→ Work item: Each entry that follows should be retyped in full and exactly.
____
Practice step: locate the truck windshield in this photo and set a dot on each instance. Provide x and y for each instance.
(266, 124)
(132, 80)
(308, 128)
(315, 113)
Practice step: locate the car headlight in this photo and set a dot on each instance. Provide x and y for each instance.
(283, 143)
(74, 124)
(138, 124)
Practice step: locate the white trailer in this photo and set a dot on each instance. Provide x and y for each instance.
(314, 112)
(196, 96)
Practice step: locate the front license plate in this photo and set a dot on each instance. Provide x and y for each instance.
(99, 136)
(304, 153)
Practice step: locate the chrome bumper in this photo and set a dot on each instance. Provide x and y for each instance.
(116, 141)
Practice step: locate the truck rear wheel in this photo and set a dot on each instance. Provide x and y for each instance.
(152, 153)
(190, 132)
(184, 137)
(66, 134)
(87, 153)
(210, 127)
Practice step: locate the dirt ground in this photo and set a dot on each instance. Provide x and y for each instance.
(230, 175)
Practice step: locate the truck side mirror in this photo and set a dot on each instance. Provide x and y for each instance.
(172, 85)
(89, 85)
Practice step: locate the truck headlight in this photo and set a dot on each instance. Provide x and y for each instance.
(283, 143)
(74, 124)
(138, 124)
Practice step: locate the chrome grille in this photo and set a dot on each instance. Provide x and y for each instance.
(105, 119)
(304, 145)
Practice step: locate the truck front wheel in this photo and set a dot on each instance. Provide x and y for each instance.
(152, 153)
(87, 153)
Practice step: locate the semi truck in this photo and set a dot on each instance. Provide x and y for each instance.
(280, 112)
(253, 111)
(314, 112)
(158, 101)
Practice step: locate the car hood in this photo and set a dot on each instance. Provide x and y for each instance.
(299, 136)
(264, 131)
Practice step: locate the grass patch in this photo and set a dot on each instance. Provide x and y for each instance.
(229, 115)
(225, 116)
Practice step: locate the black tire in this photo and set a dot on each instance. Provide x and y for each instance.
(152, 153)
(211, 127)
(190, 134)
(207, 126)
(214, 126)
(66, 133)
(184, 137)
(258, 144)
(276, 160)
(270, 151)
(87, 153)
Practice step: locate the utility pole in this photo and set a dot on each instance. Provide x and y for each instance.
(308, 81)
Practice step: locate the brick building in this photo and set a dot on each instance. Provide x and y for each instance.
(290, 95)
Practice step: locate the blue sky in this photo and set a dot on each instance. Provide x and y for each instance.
____
→ Task output:
Practice step: locate the truck windshield in this photo and set a dot on each instance. Provide x and y for each instance.
(266, 124)
(132, 80)
(308, 128)
(315, 113)
Practice step: locate the car headlight in this photo and set a dot on each instance. Provide x and y for each instance.
(283, 143)
(74, 124)
(138, 124)
Practice step: locate the white trailer in this photo and set a dot on each instance. Provide x and y for each instance.
(314, 112)
(196, 96)
Practice step: locate the front license plate in this photo and set a dot on each instance. Provide x and y for each instance.
(99, 136)
(304, 153)
Practice step: locate the chrome bumper in this photo and set a dot on each instance. Provide x and y for each instance.
(116, 141)
Practice step: locate the truck rear wheel in this photo and set a dot on each instance. Provide x and y for each instance.
(152, 153)
(190, 132)
(184, 137)
(66, 134)
(87, 153)
(210, 127)
Practice step: locate the dirt ground in this photo and set a dot on each instance. Provide x and y for each instance.
(230, 175)
Practice step: locate the truck side mirror in this photo and set a dot on each instance. Provide x and y for each instance.
(172, 85)
(89, 85)
Practice step: locate the truck headlight in this photo and set a dot on each instance. Provide x and y for each instance.
(283, 143)
(74, 124)
(138, 124)
Practice step: locate the chrome grille in this photo and set a dot on each instance. Provide x and y for each instance.
(105, 119)
(304, 145)
Practice step: locate the truck front wheel in this photo and set a dot on each instance. Provide x and y for each instance.
(152, 153)
(87, 153)
Practice step: locate the semi truck in this photo and set a dot on each instance. Provide x and y for each instance.
(280, 112)
(253, 111)
(314, 112)
(158, 101)
Practice step: locate the car hood in this photo and set a dot on each instance. Provide x and y for each instance.
(299, 136)
(264, 131)
Practice step: locate the grass patch in this photo and set a dot on each instance. Provide x and y for each instance.
(229, 115)
(225, 116)
Practice step: locate the black tire in this photo and set a dot on each instance. Provide x and y for each instance.
(152, 153)
(211, 127)
(190, 134)
(207, 126)
(214, 126)
(66, 133)
(184, 137)
(258, 144)
(276, 160)
(270, 151)
(87, 153)
Practice step: locate the utility pole in this photo and set a dot on each instance. Provide x and y for each instance.
(308, 81)
Practice step: locate the brick building in this photo and set a dot on each instance. Provide x and y for each instance.
(290, 95)
Practice step: locate the blue sky in this photo and set a dot on each instance. Provide x and y for each instance.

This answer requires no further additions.